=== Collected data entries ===
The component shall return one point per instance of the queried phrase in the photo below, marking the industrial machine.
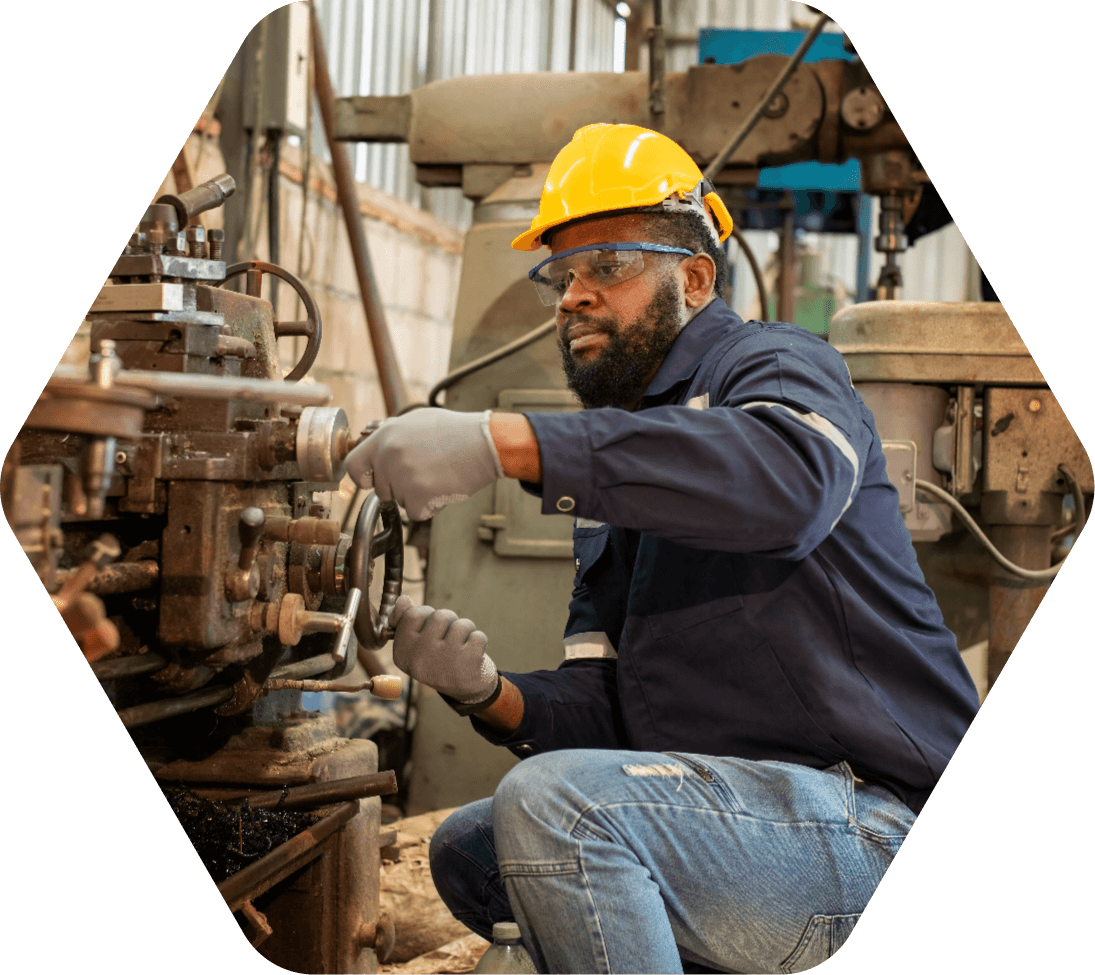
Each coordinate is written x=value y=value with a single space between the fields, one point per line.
x=172 y=497
x=932 y=374
x=174 y=500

=== Given instruction ===
Reproduce every line of the items above verbatim, leaving the pictures out of the output.

=== Solved exercise ===
The component shall return one point per instance of the queried phrase in the photo below, marking the industrial machine.
Each coordinate is written x=value y=value with a single space between the fields, one point per line.
x=172 y=497
x=932 y=374
x=174 y=500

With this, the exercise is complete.